**Task prompt:**
Please count the lines with the word "shorts" in the material below, then state the number by itself.

**Supplied data:**
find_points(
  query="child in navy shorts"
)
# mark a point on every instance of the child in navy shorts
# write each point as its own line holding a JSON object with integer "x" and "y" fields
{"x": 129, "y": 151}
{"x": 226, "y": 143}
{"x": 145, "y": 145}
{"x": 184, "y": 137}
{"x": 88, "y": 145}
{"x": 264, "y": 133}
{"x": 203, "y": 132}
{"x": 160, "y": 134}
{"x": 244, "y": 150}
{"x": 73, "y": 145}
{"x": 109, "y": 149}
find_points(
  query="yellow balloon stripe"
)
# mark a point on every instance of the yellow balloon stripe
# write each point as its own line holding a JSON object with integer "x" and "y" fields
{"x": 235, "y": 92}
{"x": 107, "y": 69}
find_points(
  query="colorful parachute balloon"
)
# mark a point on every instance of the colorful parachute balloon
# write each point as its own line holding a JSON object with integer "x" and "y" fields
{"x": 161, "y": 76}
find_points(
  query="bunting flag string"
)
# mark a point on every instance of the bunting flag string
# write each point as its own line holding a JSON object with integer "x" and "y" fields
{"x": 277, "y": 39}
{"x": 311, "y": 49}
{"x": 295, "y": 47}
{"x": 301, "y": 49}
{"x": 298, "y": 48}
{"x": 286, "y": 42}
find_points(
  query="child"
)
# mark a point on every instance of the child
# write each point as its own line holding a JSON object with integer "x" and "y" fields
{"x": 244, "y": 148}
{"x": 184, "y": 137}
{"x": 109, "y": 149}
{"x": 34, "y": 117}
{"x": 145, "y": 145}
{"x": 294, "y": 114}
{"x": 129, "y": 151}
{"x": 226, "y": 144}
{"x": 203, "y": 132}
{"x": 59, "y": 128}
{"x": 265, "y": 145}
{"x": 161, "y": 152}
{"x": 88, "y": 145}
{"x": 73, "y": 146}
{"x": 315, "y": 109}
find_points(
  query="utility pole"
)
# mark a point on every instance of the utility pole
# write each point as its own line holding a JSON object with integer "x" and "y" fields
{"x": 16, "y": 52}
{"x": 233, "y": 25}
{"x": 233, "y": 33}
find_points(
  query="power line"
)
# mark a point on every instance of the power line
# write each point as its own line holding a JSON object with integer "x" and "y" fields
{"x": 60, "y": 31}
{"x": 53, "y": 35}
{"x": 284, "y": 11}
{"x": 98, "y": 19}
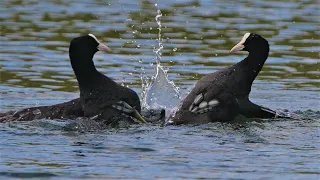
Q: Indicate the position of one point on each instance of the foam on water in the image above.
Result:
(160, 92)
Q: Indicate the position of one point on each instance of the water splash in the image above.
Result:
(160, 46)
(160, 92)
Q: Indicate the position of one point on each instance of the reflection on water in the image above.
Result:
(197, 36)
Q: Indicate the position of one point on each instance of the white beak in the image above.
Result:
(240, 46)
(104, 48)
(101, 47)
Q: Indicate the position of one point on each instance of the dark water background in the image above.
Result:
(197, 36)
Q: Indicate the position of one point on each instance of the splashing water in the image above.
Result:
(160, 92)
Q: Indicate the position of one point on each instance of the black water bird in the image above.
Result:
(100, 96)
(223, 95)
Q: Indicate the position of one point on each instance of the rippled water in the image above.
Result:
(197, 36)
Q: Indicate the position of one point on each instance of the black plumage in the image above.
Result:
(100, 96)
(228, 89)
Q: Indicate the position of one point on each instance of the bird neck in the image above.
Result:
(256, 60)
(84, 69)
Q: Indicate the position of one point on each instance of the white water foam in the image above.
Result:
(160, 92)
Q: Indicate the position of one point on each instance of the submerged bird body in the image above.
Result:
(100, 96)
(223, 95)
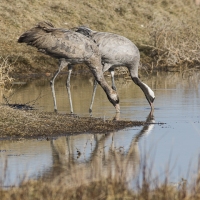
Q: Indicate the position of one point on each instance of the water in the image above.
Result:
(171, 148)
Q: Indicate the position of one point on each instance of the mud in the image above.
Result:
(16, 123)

**Completed task:**
2